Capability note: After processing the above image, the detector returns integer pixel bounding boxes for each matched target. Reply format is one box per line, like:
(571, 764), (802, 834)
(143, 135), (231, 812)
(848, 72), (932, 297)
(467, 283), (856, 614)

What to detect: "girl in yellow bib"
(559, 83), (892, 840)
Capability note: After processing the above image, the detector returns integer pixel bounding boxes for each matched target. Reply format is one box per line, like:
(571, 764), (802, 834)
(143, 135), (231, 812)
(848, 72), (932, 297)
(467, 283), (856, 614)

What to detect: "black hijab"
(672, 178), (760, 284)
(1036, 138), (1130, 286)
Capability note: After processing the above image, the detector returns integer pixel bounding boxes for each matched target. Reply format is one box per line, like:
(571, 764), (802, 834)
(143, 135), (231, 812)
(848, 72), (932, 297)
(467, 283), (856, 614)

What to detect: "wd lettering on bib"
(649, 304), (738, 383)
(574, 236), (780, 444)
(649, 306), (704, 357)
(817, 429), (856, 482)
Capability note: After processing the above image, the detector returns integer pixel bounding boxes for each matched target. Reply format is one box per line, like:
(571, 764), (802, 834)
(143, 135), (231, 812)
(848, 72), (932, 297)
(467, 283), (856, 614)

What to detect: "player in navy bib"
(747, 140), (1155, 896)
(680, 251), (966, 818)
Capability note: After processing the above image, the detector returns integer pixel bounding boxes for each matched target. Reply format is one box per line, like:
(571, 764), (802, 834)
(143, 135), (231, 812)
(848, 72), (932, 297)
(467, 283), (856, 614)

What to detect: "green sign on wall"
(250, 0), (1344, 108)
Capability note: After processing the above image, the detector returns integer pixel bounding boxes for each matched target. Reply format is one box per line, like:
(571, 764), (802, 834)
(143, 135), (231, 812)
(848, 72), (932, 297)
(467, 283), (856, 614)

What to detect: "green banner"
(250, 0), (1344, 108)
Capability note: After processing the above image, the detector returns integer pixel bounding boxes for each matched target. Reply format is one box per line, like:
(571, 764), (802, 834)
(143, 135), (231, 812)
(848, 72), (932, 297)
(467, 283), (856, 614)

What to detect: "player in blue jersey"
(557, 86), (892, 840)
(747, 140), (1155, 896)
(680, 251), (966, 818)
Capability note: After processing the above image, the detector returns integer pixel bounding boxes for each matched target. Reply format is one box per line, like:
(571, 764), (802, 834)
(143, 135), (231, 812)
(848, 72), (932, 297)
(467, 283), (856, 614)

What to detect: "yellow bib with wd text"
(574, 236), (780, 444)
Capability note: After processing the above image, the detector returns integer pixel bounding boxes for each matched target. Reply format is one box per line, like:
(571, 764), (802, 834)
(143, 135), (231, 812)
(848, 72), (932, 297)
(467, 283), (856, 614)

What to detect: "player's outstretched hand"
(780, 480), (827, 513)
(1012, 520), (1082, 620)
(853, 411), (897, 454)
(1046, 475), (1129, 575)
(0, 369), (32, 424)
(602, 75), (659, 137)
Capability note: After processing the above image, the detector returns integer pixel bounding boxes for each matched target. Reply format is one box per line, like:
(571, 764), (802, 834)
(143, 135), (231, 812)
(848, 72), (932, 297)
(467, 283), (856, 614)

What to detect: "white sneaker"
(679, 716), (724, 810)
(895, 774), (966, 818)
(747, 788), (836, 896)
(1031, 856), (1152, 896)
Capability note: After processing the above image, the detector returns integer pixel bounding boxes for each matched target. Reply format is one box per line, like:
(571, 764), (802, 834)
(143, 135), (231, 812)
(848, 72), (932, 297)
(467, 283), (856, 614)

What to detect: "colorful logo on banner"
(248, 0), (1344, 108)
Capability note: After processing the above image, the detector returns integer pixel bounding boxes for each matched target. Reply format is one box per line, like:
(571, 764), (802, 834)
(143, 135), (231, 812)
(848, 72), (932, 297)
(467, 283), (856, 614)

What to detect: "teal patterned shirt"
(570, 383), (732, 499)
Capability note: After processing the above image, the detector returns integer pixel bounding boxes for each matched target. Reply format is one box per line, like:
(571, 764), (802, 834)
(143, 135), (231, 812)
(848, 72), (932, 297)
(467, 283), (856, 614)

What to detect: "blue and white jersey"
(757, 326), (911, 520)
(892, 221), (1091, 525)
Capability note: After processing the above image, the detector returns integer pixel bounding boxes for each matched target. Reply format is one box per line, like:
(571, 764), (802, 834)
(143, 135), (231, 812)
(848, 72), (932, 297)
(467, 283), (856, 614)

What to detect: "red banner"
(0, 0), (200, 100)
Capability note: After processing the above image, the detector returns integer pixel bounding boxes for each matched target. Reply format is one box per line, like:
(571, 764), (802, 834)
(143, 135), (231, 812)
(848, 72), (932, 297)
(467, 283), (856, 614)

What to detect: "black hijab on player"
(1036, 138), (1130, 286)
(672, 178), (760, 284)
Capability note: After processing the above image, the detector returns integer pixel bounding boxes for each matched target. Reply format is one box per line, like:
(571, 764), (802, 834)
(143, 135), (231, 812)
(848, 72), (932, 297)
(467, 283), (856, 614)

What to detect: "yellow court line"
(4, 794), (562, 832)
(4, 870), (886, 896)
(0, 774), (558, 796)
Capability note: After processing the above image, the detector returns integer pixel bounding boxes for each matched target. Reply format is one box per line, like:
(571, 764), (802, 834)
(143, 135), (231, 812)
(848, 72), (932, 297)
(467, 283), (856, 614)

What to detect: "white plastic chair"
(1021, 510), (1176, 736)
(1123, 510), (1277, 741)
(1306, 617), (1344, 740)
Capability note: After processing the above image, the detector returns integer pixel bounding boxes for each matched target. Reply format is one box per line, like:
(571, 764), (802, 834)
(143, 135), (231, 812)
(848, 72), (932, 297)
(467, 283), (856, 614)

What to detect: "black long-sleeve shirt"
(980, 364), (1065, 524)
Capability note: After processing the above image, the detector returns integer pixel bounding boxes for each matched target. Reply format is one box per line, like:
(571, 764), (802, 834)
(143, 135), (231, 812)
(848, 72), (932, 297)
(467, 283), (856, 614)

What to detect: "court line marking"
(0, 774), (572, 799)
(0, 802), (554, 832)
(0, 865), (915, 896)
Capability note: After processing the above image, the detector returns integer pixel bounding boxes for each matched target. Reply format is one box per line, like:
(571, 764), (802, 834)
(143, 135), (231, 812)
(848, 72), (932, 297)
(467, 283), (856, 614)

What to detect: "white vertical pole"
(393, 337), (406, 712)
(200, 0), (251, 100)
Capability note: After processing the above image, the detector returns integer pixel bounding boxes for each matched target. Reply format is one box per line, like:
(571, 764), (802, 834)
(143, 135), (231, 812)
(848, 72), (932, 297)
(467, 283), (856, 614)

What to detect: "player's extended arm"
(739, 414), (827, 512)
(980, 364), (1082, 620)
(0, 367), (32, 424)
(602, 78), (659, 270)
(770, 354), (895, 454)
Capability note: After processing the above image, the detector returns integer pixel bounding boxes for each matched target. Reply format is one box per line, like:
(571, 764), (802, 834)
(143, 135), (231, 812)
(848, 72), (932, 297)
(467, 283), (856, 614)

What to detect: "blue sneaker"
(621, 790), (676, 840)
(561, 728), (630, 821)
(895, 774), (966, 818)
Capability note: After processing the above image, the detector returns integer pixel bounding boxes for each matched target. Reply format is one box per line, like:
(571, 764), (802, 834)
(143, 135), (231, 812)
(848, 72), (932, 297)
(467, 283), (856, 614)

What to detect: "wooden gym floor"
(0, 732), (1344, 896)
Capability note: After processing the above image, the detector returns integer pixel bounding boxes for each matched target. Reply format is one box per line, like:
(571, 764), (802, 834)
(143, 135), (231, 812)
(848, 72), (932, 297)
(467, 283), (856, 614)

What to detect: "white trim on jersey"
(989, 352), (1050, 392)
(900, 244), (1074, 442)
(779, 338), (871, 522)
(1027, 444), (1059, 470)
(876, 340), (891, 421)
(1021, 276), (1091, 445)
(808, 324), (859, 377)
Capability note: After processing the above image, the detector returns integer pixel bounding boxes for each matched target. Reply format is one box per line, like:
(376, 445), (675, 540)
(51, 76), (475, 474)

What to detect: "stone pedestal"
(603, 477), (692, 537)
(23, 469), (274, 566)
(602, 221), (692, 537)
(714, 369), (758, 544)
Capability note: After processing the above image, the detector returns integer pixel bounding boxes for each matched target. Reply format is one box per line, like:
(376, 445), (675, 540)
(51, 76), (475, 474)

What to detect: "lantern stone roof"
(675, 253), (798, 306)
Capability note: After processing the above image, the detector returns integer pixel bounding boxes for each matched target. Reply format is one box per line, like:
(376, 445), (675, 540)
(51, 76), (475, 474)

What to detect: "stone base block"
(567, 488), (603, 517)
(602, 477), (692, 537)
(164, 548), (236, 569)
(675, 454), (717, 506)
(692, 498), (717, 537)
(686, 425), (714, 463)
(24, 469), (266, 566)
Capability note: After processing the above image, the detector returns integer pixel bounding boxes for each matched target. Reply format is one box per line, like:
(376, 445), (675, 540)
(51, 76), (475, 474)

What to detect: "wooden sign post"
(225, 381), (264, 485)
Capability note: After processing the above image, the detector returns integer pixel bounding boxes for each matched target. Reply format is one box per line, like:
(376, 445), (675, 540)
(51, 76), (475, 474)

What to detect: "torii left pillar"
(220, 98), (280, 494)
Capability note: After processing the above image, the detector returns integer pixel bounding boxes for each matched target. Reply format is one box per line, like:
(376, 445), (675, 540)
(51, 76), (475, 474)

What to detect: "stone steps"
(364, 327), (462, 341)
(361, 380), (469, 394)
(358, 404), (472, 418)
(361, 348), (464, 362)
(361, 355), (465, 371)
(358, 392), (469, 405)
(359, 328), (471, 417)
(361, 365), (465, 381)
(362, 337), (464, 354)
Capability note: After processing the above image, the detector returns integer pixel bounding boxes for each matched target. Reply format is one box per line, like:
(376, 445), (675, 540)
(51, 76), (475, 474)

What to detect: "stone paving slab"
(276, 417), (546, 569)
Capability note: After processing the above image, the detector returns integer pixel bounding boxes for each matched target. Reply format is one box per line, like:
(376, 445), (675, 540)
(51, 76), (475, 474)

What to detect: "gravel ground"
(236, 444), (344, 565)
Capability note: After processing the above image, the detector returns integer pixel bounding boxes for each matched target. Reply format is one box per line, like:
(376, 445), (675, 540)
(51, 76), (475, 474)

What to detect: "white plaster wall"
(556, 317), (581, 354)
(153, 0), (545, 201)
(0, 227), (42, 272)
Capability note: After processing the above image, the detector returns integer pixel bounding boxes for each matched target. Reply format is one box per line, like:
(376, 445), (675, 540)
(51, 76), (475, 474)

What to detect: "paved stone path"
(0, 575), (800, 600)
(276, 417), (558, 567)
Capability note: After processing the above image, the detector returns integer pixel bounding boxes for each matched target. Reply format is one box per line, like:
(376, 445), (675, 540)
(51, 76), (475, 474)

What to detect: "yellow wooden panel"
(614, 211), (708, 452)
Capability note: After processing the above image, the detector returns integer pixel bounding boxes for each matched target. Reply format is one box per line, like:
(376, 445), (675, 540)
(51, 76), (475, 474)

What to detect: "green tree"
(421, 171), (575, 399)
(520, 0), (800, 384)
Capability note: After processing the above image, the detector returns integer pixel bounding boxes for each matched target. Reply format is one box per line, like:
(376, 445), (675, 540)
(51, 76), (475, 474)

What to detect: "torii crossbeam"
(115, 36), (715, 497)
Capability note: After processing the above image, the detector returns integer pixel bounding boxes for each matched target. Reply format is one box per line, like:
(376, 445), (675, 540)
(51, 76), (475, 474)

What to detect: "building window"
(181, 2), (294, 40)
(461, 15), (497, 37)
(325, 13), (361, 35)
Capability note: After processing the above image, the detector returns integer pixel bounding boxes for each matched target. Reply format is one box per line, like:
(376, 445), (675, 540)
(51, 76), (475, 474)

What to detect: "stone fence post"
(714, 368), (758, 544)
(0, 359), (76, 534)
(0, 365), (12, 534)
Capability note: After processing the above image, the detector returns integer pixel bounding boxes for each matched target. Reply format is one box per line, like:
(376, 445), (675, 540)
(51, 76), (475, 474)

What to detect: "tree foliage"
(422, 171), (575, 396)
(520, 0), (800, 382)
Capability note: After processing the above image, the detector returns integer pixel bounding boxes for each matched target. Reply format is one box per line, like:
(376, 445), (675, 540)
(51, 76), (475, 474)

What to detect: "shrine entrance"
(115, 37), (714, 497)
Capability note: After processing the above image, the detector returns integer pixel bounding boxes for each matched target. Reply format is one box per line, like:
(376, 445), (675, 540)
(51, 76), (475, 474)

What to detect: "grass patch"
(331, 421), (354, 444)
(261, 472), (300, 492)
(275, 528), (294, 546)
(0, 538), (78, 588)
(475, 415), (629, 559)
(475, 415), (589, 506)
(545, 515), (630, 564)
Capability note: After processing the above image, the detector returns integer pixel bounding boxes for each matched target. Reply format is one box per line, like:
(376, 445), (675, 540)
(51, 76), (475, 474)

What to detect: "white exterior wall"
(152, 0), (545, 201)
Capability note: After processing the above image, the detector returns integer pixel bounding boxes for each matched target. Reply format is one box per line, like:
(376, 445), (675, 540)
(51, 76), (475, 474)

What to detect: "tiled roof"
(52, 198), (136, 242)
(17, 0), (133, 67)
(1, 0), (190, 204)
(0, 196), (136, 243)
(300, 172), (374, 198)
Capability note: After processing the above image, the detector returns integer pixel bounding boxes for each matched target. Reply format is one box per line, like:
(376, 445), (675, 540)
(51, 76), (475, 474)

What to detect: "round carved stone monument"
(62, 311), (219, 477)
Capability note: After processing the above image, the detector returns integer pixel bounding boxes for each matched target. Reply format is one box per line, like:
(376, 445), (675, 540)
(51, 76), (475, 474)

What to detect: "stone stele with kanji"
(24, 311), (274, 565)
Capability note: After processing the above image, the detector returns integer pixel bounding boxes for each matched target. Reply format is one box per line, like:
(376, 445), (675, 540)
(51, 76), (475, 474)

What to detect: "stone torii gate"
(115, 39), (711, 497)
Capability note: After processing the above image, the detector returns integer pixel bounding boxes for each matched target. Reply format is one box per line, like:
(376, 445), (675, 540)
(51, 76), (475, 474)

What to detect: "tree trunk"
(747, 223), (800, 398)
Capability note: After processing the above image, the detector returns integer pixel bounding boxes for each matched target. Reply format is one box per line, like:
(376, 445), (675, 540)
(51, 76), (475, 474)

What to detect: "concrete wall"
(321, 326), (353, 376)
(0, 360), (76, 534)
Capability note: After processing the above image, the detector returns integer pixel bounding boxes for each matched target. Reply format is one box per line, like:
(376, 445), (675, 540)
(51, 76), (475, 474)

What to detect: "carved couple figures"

#### Short task
Pull out every line in the entries above that contains the word "wooden", and copy each one in full.

#### The output
What to detect: "wooden gym floor"
What to detect: "wooden sign post"
What to detect: "yellow wooden panel"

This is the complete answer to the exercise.